_Extracted data entries_:
=== Begin Enclosure ===
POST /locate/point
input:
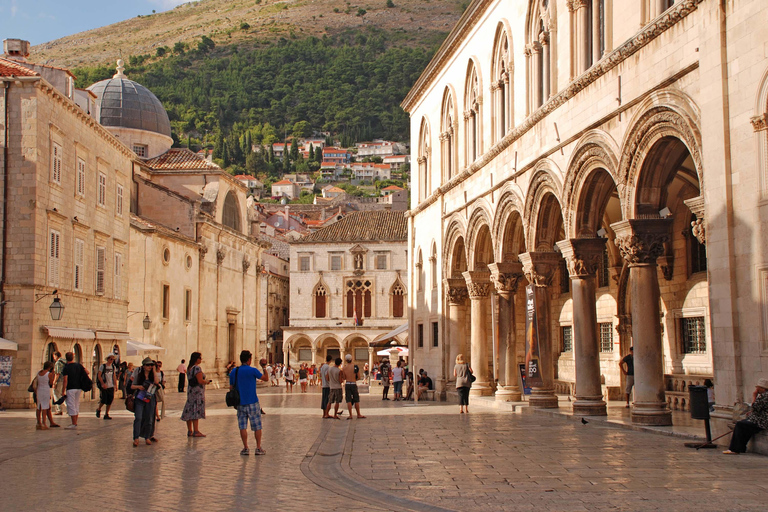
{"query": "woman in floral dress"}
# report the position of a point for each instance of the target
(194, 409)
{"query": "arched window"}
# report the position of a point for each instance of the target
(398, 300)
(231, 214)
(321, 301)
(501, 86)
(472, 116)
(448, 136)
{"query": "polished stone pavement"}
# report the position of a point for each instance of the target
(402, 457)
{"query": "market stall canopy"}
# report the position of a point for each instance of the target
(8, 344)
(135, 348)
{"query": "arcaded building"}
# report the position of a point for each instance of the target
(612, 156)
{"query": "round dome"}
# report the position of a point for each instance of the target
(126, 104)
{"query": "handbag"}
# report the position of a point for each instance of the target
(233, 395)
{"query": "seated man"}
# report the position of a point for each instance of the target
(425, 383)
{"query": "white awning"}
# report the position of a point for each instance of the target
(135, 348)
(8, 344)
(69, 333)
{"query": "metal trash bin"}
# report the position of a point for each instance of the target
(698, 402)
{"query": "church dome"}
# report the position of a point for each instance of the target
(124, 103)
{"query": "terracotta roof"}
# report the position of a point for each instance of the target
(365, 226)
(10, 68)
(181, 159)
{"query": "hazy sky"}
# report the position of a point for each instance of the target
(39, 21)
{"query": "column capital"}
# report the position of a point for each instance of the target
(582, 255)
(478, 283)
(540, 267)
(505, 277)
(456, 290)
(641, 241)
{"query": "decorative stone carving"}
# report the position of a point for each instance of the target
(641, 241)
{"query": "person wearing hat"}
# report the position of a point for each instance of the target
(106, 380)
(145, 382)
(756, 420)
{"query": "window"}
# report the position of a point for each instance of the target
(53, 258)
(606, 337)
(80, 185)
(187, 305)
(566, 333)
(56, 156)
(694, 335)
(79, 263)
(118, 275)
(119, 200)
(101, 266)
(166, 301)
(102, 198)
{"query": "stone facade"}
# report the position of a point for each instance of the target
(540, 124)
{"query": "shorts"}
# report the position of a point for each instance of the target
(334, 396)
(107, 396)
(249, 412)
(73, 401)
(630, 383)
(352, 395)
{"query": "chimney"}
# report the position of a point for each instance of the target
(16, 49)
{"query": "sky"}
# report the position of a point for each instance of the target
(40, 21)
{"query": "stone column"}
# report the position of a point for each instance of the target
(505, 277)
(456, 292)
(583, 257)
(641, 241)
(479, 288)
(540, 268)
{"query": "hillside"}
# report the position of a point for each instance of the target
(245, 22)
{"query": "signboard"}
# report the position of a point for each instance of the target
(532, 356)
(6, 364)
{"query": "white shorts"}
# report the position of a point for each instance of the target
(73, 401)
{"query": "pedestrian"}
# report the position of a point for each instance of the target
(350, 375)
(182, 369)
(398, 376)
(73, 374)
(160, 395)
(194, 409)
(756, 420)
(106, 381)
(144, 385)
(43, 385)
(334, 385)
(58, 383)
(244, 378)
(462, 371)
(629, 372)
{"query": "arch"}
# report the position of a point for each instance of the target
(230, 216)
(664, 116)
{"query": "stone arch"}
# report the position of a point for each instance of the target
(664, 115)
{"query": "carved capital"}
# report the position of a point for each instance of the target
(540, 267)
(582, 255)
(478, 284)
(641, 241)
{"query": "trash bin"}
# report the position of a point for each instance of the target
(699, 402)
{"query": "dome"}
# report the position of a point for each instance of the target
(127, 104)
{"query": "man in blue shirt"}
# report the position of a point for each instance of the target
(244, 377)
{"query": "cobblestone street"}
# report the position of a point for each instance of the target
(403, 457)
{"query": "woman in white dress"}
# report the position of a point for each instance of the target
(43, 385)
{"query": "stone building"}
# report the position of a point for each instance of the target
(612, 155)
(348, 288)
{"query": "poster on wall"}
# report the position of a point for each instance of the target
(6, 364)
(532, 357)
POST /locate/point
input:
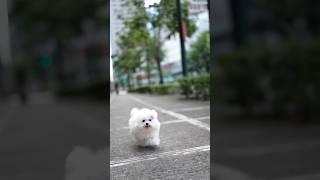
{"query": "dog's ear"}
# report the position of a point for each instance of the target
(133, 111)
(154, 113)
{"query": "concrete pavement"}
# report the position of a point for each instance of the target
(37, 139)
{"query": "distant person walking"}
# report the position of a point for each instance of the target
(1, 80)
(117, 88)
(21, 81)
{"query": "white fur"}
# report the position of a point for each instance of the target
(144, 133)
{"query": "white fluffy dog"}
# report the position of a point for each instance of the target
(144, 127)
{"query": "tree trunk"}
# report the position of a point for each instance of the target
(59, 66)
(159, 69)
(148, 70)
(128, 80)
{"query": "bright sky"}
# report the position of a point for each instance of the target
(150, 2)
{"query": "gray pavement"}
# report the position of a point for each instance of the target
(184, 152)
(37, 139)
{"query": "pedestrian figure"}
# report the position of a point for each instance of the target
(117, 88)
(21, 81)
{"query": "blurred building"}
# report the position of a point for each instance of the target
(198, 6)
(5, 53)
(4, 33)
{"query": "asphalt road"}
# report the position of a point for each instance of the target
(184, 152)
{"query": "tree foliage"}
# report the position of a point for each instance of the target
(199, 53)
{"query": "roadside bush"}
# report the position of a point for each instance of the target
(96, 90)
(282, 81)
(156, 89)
=== End Enclosure ===
=== Begin Enclosure ===
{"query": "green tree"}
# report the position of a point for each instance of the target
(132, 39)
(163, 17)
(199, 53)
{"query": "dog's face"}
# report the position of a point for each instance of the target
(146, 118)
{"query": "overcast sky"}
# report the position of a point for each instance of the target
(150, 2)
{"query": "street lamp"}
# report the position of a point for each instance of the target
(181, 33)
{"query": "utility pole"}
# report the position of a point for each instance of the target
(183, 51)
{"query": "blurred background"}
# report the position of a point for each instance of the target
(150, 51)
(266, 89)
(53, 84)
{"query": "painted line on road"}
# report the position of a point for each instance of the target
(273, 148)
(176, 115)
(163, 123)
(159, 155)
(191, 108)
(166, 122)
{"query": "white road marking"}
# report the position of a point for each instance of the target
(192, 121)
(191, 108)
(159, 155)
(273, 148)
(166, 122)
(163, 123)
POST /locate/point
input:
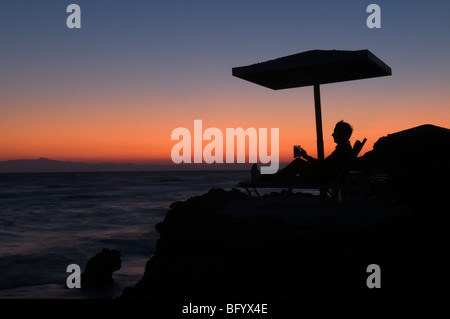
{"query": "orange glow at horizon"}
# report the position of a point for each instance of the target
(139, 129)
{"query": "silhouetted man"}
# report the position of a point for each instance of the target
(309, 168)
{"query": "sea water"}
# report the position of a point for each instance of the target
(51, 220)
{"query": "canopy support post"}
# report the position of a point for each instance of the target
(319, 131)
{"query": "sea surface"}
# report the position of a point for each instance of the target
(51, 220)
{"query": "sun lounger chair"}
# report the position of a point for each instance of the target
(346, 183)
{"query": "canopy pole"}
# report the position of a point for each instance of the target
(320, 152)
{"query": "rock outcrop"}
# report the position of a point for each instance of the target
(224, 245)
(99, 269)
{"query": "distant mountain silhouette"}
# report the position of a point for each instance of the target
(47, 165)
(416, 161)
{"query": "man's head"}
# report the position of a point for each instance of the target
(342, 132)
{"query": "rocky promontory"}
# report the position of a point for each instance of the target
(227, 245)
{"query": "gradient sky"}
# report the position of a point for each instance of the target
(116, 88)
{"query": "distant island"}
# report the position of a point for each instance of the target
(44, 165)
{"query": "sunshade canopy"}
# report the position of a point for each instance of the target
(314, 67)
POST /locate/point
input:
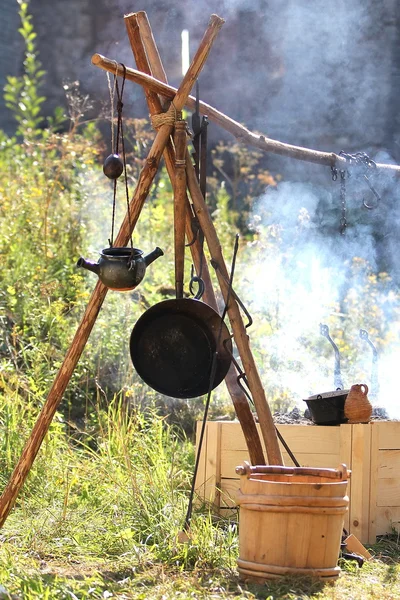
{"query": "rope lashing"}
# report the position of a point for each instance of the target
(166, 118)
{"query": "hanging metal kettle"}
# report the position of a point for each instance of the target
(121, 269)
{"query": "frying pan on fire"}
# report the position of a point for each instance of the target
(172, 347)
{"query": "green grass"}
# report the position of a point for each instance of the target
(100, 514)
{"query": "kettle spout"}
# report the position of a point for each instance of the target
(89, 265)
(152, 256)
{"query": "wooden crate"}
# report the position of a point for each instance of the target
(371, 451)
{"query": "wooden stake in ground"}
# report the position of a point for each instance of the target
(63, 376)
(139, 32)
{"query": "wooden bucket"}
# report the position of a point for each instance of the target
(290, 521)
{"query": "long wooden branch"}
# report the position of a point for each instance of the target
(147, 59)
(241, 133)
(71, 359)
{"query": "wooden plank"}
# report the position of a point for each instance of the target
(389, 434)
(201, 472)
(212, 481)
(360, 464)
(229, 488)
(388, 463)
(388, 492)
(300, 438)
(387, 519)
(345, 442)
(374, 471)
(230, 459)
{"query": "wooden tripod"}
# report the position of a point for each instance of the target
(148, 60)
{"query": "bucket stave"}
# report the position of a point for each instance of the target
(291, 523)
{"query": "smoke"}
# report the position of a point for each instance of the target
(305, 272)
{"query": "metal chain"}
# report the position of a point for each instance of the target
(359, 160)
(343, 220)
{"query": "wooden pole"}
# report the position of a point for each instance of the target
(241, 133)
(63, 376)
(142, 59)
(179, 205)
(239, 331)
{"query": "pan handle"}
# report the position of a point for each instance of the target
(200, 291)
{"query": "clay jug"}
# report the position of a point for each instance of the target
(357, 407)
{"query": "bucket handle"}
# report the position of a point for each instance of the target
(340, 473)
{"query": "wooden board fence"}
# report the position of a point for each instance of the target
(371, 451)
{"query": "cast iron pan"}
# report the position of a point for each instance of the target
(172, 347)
=== End Enclosure ===
=== Begin Enclosure ===
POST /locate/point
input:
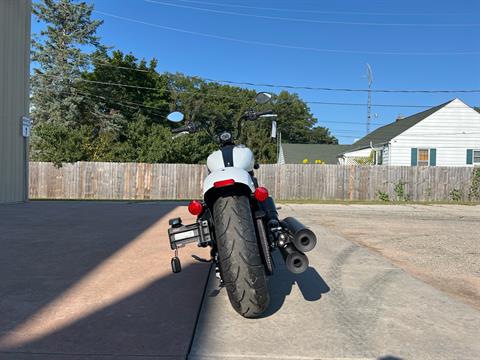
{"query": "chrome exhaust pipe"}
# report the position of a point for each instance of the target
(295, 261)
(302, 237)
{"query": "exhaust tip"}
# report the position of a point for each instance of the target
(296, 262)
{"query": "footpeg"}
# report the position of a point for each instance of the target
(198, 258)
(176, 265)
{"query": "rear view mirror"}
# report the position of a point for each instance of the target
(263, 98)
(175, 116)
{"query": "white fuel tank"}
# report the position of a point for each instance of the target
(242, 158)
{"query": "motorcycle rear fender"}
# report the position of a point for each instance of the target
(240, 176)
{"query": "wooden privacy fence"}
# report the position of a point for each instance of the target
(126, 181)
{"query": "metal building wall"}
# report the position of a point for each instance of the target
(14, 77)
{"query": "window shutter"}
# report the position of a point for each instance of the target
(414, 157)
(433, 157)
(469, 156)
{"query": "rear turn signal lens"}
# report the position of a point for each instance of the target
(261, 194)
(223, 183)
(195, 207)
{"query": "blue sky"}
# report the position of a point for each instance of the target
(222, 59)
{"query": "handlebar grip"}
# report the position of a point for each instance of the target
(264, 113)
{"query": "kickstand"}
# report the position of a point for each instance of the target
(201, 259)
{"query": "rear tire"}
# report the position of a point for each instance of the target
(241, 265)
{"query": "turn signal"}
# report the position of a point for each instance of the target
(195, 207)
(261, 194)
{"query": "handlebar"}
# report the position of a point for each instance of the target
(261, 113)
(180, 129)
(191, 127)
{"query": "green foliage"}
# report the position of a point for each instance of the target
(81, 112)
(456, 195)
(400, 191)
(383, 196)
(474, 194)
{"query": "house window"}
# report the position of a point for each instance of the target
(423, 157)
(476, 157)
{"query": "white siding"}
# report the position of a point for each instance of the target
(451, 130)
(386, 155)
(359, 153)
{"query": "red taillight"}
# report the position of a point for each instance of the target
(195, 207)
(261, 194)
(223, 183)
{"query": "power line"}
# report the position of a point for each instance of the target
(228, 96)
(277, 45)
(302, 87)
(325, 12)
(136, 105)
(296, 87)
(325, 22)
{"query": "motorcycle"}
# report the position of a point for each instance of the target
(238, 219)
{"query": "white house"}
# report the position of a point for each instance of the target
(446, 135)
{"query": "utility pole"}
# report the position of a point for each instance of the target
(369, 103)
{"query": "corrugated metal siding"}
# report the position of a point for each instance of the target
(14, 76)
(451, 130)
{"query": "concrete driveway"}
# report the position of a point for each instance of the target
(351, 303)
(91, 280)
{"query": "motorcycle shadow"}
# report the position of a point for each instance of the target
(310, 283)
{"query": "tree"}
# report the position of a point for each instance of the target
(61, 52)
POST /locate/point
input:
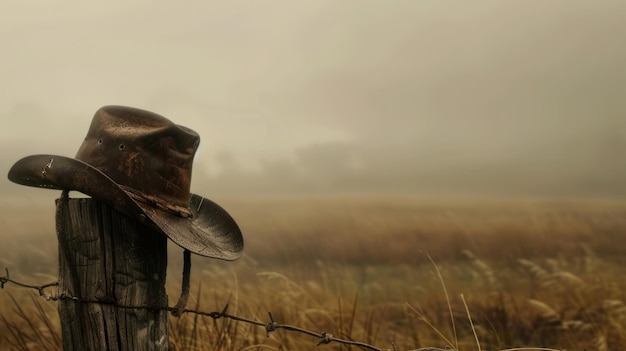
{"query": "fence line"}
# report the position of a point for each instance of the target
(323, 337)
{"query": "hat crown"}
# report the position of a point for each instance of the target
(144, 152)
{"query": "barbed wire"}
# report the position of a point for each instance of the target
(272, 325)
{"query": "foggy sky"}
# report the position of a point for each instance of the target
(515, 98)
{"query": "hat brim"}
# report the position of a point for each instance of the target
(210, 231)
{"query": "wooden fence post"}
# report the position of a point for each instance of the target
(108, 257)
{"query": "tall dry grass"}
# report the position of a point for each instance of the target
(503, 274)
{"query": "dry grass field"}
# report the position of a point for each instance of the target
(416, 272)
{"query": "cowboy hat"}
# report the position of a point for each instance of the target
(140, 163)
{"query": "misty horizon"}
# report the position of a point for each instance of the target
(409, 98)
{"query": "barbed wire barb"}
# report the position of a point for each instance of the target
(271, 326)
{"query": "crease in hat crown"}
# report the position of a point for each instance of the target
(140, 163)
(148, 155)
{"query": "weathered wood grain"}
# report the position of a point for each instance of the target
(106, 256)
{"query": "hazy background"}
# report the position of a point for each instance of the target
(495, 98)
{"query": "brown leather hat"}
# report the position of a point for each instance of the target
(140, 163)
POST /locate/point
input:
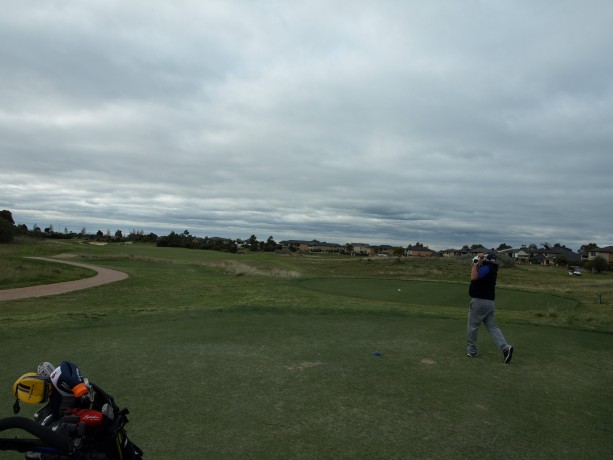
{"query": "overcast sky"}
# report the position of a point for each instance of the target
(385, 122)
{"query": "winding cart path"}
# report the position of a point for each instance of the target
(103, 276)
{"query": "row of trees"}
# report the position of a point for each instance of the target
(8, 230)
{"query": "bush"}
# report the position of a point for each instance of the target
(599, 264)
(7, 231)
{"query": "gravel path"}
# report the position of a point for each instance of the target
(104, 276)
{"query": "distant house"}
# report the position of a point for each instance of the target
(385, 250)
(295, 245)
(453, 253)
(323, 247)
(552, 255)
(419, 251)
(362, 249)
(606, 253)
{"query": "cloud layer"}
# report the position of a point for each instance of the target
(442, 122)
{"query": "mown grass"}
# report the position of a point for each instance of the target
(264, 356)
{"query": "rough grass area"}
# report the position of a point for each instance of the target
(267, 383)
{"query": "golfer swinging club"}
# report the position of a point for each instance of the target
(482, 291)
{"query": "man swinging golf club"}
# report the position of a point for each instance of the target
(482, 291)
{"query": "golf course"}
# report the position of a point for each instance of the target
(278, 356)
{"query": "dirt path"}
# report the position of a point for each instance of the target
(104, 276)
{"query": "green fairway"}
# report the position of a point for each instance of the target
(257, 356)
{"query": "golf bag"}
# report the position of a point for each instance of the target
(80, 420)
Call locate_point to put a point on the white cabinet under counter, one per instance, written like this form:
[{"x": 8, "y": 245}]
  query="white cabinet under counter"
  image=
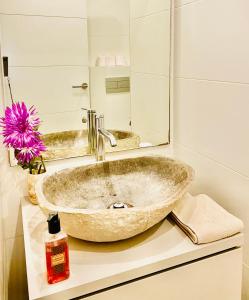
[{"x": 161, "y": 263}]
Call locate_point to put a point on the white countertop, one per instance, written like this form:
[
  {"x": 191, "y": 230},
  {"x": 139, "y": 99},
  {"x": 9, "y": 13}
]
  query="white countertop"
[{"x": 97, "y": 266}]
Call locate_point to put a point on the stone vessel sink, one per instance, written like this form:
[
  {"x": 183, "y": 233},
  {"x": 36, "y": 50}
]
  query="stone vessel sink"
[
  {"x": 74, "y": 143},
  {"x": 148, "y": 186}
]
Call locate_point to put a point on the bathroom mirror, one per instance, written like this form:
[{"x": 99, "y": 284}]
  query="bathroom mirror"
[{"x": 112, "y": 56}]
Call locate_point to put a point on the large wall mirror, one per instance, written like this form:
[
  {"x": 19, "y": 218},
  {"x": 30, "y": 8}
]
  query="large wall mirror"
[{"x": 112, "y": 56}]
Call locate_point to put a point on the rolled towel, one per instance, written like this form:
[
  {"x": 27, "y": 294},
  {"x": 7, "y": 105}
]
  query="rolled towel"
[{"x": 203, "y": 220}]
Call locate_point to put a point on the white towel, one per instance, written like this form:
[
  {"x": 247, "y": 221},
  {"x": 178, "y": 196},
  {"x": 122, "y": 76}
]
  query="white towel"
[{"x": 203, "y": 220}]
=== End Enclosure ===
_TASK INSTRUCTIONS_: For each line of the data that includes the word "capital", return a copy of it.

_SOLUTION FOR THIS TASK_:
{"query": "column capital"}
{"query": "carved capital"}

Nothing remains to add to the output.